• _PROBLEM STATEMENT_: Repeat word for word the stretch of the multi-state model methods text from "Data were analysed" through "state occupancy probabilities.".

• _EXERCISE TEXT_:
────────────────

To assess whether risk of death increases as patients accumulate exacerbations, estimated regression coefficients and corresponding standard errors from the best fitting parametric model were used to obtain hazard ratios with 95% confidence intervals (CIs), comparing the risk of death following 1 moderate exacerbation, ≥ 2 moderate exacerbations and ≥ 1 severe exacerbations with the risk of death following no exacerbation. Similarly, hazard ratios were obtained to compare the risk of ≥ 1 severe exacerbations from states of exacerbation with the risk from no exacerbation.
The transition probabilities at 4 weeks from study entry were estimated based on the best fitting parametric multi-state model, without adjustment for covariates. To estimate probabilities of occupying each state at a fixed point in time t, we computed a transition probability matrix, where the (r,s) entry is the probability of occupying state s at time t, given the state at time 0 is r. Since we used Markov models, this was obtained by solving the Kolmogorov differential equations [34].
To explore the influence of baseline patient characteristics on each of the transition intensities, the multi-state models were adjusted for pre-specified covariates, including treatment, number of exacerbations in previous year, eosinophil count (log-transformed), ICS use at screening, FEV1% predicted, sex and age. The pairwise interaction between eosinophil count (log-transformed) and treatment was included in the final covariate-adjusted multi-state model, based on the likelihood ratio test with a significance level < 0.05. The covariate-adjusted models assumed that hazards (transition intensities) were proportional between covariate values/patient groups. Covariate effects were allowed to vary for each transition, with the exception of transitions from exacerbation states (States 2–4) to death, where common effects were assumed due to insufficient data. The transition to death was, for the same reason, assumed to be independent of treatment and sex.
For eight patient profiles defined by FEV1 (40% vs 55%), exacerbation at baseline (1 vs 2) and age (55 vs 70 years), transition probabilities at numerous time points within and beyond the study period were calculated based on the best fitting parametric model, adjusted for covariates. These transition probabilities represented the proportion of patients incurring moderate and/or severe exacerbations or dying over up to 5 years.
Since results may be biased if the Markov assumption is violated, as a simple test, we included time spent in State 1 (no exacerbation) as a covariate in the best fitting parametric model for transitions out of exacerbation states (i.e. transitions out of States 2–4). The estimated hazard ratios were all around the null value 1 (Table S1), supporting the Markov assumption, therefore the results presented are based on the fitted Markov models.
Data were analysed using R version 3.6.3 [35]. The “survival” [36] and “mstate” [37] R packages were used for non-parametric and semi-parametric approaches. The “flexsurv” [38] R package was used to fit fully parametric Markov models via maximum likelihood estimation and predict state occupancy probabilities.

────────────────

• _RECORDS PROVIDED_:
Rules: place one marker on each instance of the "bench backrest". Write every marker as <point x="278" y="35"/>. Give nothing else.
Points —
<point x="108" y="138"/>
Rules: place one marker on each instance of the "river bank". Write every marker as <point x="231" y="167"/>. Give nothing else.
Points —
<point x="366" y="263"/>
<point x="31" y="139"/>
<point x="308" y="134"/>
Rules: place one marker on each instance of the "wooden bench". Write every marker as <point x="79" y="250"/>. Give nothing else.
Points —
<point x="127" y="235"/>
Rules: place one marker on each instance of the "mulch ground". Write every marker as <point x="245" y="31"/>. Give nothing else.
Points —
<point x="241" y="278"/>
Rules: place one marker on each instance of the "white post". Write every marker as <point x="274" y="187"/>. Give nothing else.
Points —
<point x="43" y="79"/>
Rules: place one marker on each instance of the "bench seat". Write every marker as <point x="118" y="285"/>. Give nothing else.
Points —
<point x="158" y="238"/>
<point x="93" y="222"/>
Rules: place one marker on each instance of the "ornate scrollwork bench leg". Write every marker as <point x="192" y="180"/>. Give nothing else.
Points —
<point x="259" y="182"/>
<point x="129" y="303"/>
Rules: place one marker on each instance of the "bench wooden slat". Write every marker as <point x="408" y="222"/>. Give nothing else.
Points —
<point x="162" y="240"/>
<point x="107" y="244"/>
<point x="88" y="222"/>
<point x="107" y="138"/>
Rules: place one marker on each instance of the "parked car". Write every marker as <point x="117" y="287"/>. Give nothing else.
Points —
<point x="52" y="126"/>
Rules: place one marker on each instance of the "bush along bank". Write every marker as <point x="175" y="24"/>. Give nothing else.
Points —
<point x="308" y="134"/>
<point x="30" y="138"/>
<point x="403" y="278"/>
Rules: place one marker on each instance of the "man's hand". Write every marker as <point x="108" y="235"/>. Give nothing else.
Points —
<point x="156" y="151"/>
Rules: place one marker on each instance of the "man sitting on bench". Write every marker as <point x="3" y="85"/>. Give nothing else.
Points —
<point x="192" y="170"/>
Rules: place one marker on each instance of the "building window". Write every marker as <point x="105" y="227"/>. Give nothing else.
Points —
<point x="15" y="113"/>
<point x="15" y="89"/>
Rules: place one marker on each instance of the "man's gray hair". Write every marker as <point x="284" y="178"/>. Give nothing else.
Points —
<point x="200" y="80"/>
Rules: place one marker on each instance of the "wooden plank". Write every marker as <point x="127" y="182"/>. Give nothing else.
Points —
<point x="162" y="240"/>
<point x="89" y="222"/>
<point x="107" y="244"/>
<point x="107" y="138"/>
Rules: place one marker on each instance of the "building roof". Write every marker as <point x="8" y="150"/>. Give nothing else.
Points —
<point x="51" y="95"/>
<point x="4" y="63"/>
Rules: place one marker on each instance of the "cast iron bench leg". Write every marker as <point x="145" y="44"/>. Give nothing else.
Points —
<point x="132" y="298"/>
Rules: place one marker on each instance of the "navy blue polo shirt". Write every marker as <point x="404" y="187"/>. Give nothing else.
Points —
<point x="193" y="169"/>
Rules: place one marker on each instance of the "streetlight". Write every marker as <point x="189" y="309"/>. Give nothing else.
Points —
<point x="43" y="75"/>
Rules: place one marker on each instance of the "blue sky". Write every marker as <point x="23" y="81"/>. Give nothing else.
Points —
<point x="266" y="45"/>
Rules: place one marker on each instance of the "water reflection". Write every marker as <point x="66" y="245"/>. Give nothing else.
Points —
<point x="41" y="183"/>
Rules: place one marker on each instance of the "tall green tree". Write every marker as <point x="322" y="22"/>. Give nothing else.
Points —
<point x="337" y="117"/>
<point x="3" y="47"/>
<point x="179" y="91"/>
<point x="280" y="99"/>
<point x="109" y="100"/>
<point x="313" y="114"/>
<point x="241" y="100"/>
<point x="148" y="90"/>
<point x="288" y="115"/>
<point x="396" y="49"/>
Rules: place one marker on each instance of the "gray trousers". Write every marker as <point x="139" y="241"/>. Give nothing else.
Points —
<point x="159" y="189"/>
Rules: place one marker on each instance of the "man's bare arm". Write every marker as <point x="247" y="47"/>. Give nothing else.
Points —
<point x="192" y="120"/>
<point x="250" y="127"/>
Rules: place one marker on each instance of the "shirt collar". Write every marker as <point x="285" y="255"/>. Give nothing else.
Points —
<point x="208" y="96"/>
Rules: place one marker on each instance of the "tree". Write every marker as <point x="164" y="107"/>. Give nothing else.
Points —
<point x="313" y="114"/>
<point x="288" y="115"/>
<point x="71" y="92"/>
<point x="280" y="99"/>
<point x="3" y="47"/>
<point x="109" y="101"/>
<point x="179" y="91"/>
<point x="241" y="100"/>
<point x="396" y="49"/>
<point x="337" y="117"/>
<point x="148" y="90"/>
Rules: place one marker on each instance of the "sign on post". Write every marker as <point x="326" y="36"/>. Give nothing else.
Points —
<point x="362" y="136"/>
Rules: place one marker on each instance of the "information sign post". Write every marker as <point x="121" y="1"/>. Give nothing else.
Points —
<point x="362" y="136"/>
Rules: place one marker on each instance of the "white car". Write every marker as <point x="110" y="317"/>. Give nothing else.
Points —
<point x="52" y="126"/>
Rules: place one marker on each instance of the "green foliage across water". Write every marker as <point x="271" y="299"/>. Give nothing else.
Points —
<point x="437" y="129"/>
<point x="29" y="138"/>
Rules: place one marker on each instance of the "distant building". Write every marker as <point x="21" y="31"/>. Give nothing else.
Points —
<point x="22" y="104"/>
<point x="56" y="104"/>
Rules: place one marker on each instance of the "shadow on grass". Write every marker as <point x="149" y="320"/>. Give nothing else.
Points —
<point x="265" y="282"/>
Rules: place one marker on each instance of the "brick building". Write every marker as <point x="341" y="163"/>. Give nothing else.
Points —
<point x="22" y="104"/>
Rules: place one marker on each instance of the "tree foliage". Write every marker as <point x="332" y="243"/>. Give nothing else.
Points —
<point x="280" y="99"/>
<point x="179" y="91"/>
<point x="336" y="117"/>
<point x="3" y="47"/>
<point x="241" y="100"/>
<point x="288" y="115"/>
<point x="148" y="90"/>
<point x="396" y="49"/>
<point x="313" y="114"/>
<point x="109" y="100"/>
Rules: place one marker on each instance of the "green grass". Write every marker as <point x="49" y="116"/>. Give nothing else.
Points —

────────────────

• _OUTPUT_:
Data were analysed using R version 3.6.3 [35]. The “survival” [36] and “mstate” [37] R packages were used for non-parametric and semi-parametric approaches. The “flexsurv” [38] R package was used to fit fully parametric Markov models via maximum likelihood estimation and predict state occupancy probabilities.